# START OF PAGE TEXT

Patchwork [v2,31/45] mirror: add support for on-source-error/on-target-error

login
register
mail settings
Submitter Paolo Bonzini
Date Sept. 26, 2012, 3:56 p.m.
Message ID <1348675011-8794-32-git-send-email-pbonzini@redhat.com>
Download mbox | patch
Permalink /patch/187151/
State New
Headers show

Comments

Paolo Bonzini - Sept. 26, 2012, 3:56 p.m.
Error management is important for mirroring; otherwise, an error on the
target (even something as "innocent" as ENOSPC) requires to start again
with a full copy.  Similar to on_read_error/on_write_error, two separate
knobs are provided for on_source_error (reads) and on_target_error (writes).
The default is 'report' for both.

The 'ignore' policy will leave the sector dirty, so that it will be
retried later.  Thus, it will not cause corruption.

Signed-off-by: Paolo Bonzini <pbonzini@redhat.com>
---
        v1->v2: error handling for bdrv_flush, introduce mirror_error_action

 block/mirror.c   | 95 +++++++++++++++++++++++++++++++++++++++++++-------------
 block_int.h      |  4 +++
 blockdev.c       | 14 +++++++--
 hmp.c            |  3 +-
 qapi-schema.json | 11 ++++++-
 qmp-commands.hx  |  8 ++++-
 6 file modificati, 109 inserzioni(+), 26 rimozioni(-)
Kevin Wolf - Oct. 18, 2012, 1:07 p.m.
Am 26.09.2012 17:56, schrieb Paolo Bonzini:
> Error management is important for mirroring; otherwise, an error on the
> target (even something as "innocent" as ENOSPC) requires to start again
> with a full copy.  Similar to on_read_error/on_write_error, two separate
> knobs are provided for on_source_error (reads) and on_target_error (writes).
> The default is 'report' for both.
> 
> The 'ignore' policy will leave the sector dirty, so that it will be
> retried later.  Thus, it will not cause corruption.
> 
> Signed-off-by: Paolo Bonzini <pbonzini@redhat.com>
> ---
>         v1->v2: error handling for bdrv_flush, introduce mirror_error_action
> 
>  block/mirror.c   | 95 +++++++++++++++++++++++++++++++++++++++++++-------------
>  block_int.h      |  4 +++
>  blockdev.c       | 14 +++++++--
>  hmp.c            |  3 +-
>  qapi-schema.json | 11 ++++++-
>  qmp-commands.hx  |  8 ++++-
>  6 file modificati, 109 inserzioni(+), 26 rimozioni(-)
> 
> diff --git a/block/mirror.c b/block/mirror.c
> index 939834d..caec272 100644
> --- a/block/mirror.c
> +++ b/block/mirror.c
> @@ -32,13 +32,28 @@ typedef struct MirrorBlockJob {
>      RateLimit limit;
>      BlockDriverState *target;
>      MirrorSyncMode mode;
> +    BlockdevOnError on_source_error, on_target_error;
>      bool synced;
>      bool complete;
>      int64_t sector_num;
>      uint8_t *buf;
>  } MirrorBlockJob;
>  
> -static int coroutine_fn mirror_iteration(MirrorBlockJob *s)

# END OF PAGE TEXT
# START OF SUPPLIED MATERIAL

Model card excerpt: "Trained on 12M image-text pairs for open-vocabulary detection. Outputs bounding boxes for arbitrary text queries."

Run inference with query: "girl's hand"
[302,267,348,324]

# END OF SUPPLIED MATERIAL

OBJECTIVES
a – Retype the patch thread from "Patchwork [v2,31/45] mirror: add" up to and including "Date Sept. 26, 2012, 3:56 p.m.".
b – Extend the patch thread from its last line onward.
The lines have no connection to the patch thread.

RESULTS BY TASK
a –
Patchwork [v2,31/45] mirror: add support for on-source-error/on-target-error

login
register
mail settings
Submitter Paolo Bonzini
Date Sept. 26, 2012, 3:56 p.m.

b –
> +static BlockErrorAction mirror_error_action(MirrorBlockJob *s, bool read,
> +                                            int error)
> +{
> +    s->synced = false;
> +    if (read) {
> +        return block_job_error_action(&s->common, s->common.bs,
> +                                      s->on_source_error, true, error);
> +    } else {
> +        return block_job_error_action(&s->common, s->target,
> +                                      s->on_target_error, false, error);

Here we produce an event that reports an error on s->bs, i.e. on the
source, even though the error was on the target. This makes some sense
today that the target doesn't have a name, but once it has, we would
better use the target name here.

Can we change this later on? If not, what's the way forward?

Kevin
Paolo Bonzini - Oct. 18, 2012, 1:10 p.m.
Il 18/10/2012 15:07, Kevin Wolf ha scritto:
>> > +    s->synced = false;
>> > +    if (read) {
>> > +        return block_job_error_action(&s->common, s->common.bs,
>> > +                                      s->on_source_error, true, error);
>> > +    } else {
>> > +        return block_job_error_action(&s->common, s->target,
>> > +                                      s->on_target_error, false, error);
> Here we produce an event that reports an error on s->bs, i.e. on the
> source, even though the error was on the target.

More precisely, this is an event that reports an error on s->bs's job.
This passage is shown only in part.